## SECTION DU DOCUMENT:
« Respecter la nature, cela passe par le respect de l’autre. » Thomas Bouvatier, psychanalyste

mardi 13 avril 2021

Docteur en psychopathologie clinique, psychanalyste, chercheur sur les dérives radicales et auteur du “Petit manuel de contre-radicalisations”, Thomas Bouvatier alerte sur la toxicité d’attitudes de personnes qui ne veulent pas faire de compromis, notamment sur un sujet aussi crucial que l’écologie, qui demande la participation du plus grand nombre. Rencontre.

Qu’est-ce qui caractérise la radicalité ?

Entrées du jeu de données
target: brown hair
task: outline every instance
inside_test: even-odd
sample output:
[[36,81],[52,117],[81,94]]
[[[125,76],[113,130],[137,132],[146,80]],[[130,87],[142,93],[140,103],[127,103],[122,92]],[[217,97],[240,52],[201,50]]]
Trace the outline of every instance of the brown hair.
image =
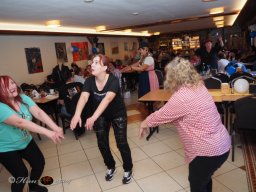
[[203,84],[202,78],[197,73],[195,67],[187,60],[181,57],[175,57],[165,67],[166,80],[165,88],[172,93],[181,87],[196,87]]
[[[17,85],[17,83],[10,76],[7,76],[7,75],[0,76],[0,102],[8,105],[10,108],[16,111],[14,105],[11,103],[8,97],[8,92],[7,92],[7,90],[9,89],[10,80],[12,80]],[[25,104],[22,101],[22,98],[20,96],[21,89],[18,87],[18,85],[17,85],[17,92],[18,92],[18,95],[14,98],[14,101],[16,103]]]
[[95,57],[99,57],[100,58],[100,62],[102,62],[103,66],[107,66],[107,70],[106,70],[106,73],[110,73],[110,70],[109,70],[109,58],[105,55],[102,55],[102,54],[97,54],[97,55],[94,55],[93,58]]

## CONSIGNE DE L'EXERCICE:
Recopiez la section du document ci-dessus, en commençant par « mardi 13 avril » et en poursuivant jusqu'à « grand nombre. Rencontre. ».

## RÉPONSE ATTENDUE:
mardi 13 avril 2021

Docteur en psychopathologie clinique, psychanalyste, chercheur sur les dérives radicales et auteur du “Petit manuel de contre-radicalisations”, Thomas Bouvatier alerte sur la toxicité d’attitudes de personnes qui ne veulent pas faire de compromis, notamment sur un sujet aussi crucial que l’écologie, qui demande la participation du plus grand nombre. Rencontre.